# Start of PROVIDED ENTRIES
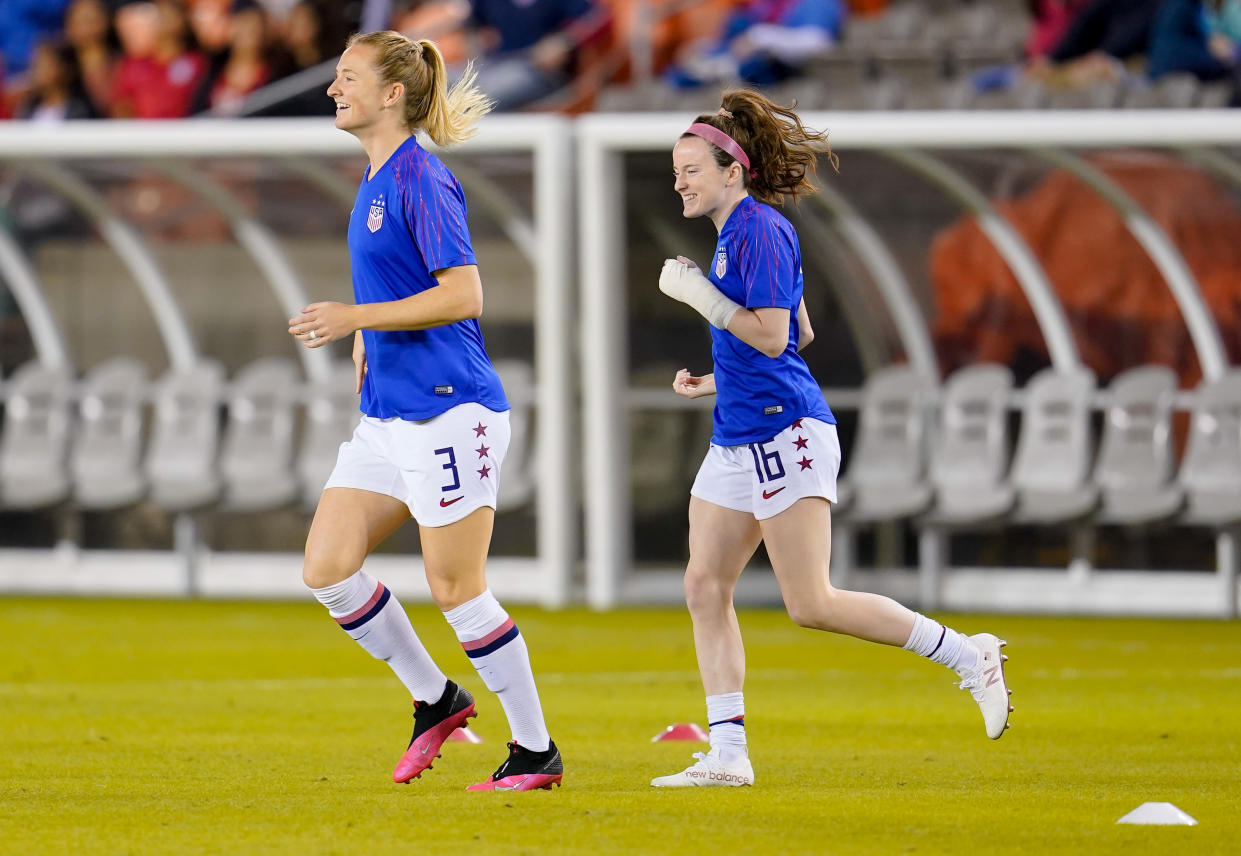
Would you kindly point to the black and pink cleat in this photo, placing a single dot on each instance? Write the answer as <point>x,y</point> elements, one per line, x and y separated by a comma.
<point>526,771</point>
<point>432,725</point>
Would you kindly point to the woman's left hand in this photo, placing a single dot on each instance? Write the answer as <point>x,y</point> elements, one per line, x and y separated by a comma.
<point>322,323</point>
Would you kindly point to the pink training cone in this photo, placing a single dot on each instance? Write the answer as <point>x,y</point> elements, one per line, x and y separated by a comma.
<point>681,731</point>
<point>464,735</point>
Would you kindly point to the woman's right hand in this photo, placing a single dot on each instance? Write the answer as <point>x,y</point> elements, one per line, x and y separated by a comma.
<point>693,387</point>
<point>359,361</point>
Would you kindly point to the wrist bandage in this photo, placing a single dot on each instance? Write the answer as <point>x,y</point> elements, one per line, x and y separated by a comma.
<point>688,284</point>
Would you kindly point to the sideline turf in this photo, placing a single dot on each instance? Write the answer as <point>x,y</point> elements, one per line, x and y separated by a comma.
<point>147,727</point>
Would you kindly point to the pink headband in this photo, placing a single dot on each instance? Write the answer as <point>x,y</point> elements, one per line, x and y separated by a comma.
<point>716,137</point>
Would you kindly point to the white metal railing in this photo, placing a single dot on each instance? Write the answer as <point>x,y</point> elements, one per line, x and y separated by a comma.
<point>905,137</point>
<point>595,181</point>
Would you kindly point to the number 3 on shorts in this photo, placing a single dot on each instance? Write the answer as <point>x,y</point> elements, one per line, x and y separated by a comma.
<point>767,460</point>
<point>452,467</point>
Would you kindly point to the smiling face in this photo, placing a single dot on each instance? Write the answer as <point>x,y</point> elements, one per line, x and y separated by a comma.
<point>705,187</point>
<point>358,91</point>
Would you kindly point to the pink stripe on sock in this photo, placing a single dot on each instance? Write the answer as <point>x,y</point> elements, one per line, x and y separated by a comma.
# End of PROVIDED ENTRIES
= YOUR TASK =
Convert every one of the rows above into a JSON list of strings, one string per line, skipping blank lines. Omit the pictures.

= SOLUTION =
[
  "Would you kindly point to the black and pink cleat in this photo, placing a single dot on each instance? Write the answer as <point>x,y</point> elements, one per line, x and y separated by a comma.",
  "<point>526,771</point>",
  "<point>432,725</point>",
  "Would you kindly point to the woman's left hand in this photo, placing a single dot on each instance? Write the answer as <point>x,y</point> elements, one per line, x and y separated by a comma.",
  "<point>322,323</point>",
  "Would you kindly point to the pink training cone in this photo, placing a single dot on each instance? Write the answer as <point>x,y</point> elements, one per line, x and y separated by a comma.",
  "<point>681,731</point>",
  "<point>464,735</point>",
  "Would you kindly point to the woman's right hand in this photo, placing a single dot on each instance? Write the answer as <point>x,y</point> elements, one per line, x and y separated by a comma.",
  "<point>693,387</point>",
  "<point>359,361</point>",
  "Would you kindly point to the wrist bandage in this photo, placing a single dot on each instance? Write the answer as <point>x,y</point> elements, one per line, x and y separated by a comma.",
  "<point>688,284</point>",
  "Would you kindly point to the sideline turf in this photo, placing a single dot on each instance? Write the answer as <point>x,y</point> elements, one per line, x and y separated by a comma.",
  "<point>147,727</point>",
  "Would you kindly point to the pink headband in this photo, placing a single dot on each instance? Write the answer as <point>x,y</point> elements, one per line, x and y separated by a comma.",
  "<point>716,137</point>",
  "Would you kindly point to the white metal railing in this photo, placing a single dot on each instance? Write the answer as <point>x,y</point> elements, one per line, x and y separated by a comma.",
  "<point>905,137</point>",
  "<point>595,181</point>",
  "Would you kindly point to the number 3 on shorts in this photo, placing a single dot on each instance? Write the answer as <point>x,y</point> elements, one per line, x and y separated by a comma.",
  "<point>767,460</point>",
  "<point>452,467</point>",
  "Would you kindly point to the smiling face in this photo, placing a single dot on each instance? Write the answer as <point>x,y</point> elements, one per line, x and y separated by a comma.",
  "<point>705,187</point>",
  "<point>358,91</point>",
  "Would you kindly point to the pink stripe on sock in this photo, placing a single dot on each instance? Write the answer as <point>x,y</point> elements, one per line, x and y separated by a comma."
]